**WRITTEN TASK:** Turn every line of the entries below into a JSON list of strings, with one string per line and any blank lines left out.

**RECORDED DATA:**
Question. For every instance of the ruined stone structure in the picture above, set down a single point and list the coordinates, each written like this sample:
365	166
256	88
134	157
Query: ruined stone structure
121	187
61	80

**EXPECTED ANSWER:**
[
  "Question. For every instance of the ruined stone structure in the picture above, set down a single point and list the coordinates, each written like this sample:",
  "365\t166",
  "256\t88",
  "134\t157",
  "Query: ruined stone structure",
  "121\t187",
  "61\t80"
]